### Problem A
In the post about pink-ribbon products, what did the writer start photographing with a phone last year?
### Problem B
Continue the post about pink-ribbon products from its last sentence.

### Selected extract
Content starts
Each October I try to develop some, funny coping strategy to help get me through the month of reminders. Everywhere I look, all I see is pink, and though some women take great comfort and strength in this which is great, for me it tends to throw a spotlight on lots of injustices: the fact that I got this cancer to begin with; the fact that so little of the money collected goes toward stage IV disease research; and that there are many cancers, more rare than mine, which get no funding as a result of sales boosts from a little piece of colored fabric.
One year I tried pulling out breast cancer “gifts” — little things that made my situation any more palatable. I truly enjoyed it. Then Last year, I casually started taking photos with my phone of items featuring pink ribbons in stores that I thought were hysterically inappropriate. I asked friends to click and send their own images to me via my Facebook page, and they obliged with amazing contributions. In fact they were so great that this year I decided to do it again.
Three advertisements caught the eye of my friend, Tracey yesterday. Below is my take on each:
Okay, so, let me break this one down here. Actually, it’s not so far of a stretch since: A) My tissue expanders felt like two hard, apples on my chest. (Ask anyone who hugged me during that time to attest to that – they may still have bruises.) B) If I had been allowed, I’d have had at least a six pack of these every single night during treatment to escape. C) I did have quite a few drinks AFTER treatment was over to celebrate. However, it does sort of make me laugh that two of the things that all oncologists agree you should avoid following a BC diagnosis – booze and sugar! Methinks this beverage has both in abundance. Nothing says a cold, hard and refreshing escape like breast cancer!
Content ends
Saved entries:
Content starts
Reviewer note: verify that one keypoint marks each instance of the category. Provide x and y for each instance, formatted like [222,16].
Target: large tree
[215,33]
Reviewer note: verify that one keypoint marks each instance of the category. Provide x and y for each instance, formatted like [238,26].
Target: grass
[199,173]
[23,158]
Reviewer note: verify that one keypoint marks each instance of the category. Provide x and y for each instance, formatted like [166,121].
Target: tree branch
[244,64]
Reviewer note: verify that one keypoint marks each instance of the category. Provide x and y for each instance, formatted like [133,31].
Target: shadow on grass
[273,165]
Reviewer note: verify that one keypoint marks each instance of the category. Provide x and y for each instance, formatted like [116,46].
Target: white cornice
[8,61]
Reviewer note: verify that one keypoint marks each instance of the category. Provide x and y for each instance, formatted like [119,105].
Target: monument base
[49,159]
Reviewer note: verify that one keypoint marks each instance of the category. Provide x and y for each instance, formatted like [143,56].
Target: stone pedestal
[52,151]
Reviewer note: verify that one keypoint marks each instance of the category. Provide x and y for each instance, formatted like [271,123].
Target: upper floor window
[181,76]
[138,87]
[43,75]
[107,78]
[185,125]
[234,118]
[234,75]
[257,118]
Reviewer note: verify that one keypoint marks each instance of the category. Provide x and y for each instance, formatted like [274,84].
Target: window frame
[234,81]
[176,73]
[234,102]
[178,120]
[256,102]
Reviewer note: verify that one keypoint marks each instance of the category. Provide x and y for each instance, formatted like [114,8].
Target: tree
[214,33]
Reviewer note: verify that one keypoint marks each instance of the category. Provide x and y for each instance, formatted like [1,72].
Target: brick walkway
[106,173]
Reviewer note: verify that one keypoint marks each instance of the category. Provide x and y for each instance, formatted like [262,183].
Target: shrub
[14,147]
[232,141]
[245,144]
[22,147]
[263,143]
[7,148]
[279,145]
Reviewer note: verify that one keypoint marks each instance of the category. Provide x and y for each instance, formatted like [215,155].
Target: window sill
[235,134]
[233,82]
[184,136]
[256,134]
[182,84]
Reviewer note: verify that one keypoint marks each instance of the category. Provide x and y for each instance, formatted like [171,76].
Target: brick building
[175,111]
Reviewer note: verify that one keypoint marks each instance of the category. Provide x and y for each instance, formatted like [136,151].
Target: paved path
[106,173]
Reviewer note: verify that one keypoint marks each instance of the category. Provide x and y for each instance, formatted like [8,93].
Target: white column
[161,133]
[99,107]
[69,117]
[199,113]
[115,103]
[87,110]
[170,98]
Content ends
### Answer area A
Items in stores featuring pink ribbons that the writer found hysterically inappropriate.

### Answer area B
KFC. I’ll skip the obvious “chicken breast” reference since it’s far too easy and go right for the jugular on this one. I think it’s totally appropriate that they are pink for October. What better than a bucket of sh!t to represent Breast Cancer since, during treatment, that’s precisely how I felt. Nothing says Finger Lickin’ Good like breast cancer!
I do think the trash can may be my fave. Only because I like it when everyone sees the sense of irony in a situation. You know, like how I felt like garbage, blah, blah, blah. It says to me that these folks MUST understand that humor in BC. I think anyone who has come in contact with me knows laughter is an essential piece of my life, but I do recognize that my sense of levity doesn’t necessarily match up with everyone else’s. This pic, though? It does. ‘Cause god knows I would trash this cancer crap. For EVERYONE. Plus, you know I had radiation, so I assume they incinerated those nasty little cells like they do with some of the trash I put in a container just like this one. Nothing says “I’ve got great cans” like breast cancer!